(Records)

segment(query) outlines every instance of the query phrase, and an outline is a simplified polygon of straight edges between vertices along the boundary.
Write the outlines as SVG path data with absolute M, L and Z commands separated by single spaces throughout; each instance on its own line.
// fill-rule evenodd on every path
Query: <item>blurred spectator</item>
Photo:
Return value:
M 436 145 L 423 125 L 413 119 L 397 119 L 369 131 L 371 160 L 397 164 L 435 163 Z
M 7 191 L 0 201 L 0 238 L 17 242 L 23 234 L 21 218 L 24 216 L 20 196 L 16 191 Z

• _Set exercise_
Please copy every one of the rows above, line for line, without changing a single character.

• _Answer for the task_
segment(query) outlines every instance of the query phrase, and an outline is a simplified polygon of straight edges between vertices along the boundary.
Write the outlines as SVG path data with absolute M, L and Z commands separated by single spaces throughout; each instance on its own line.
// fill-rule evenodd on every path
Query: <item>blurred spectator</item>
Photo:
Return value:
M 436 145 L 423 125 L 413 119 L 397 119 L 369 131 L 371 160 L 397 164 L 435 163 Z
M 7 191 L 0 201 L 0 238 L 17 242 L 23 234 L 21 218 L 24 216 L 20 196 L 16 191 Z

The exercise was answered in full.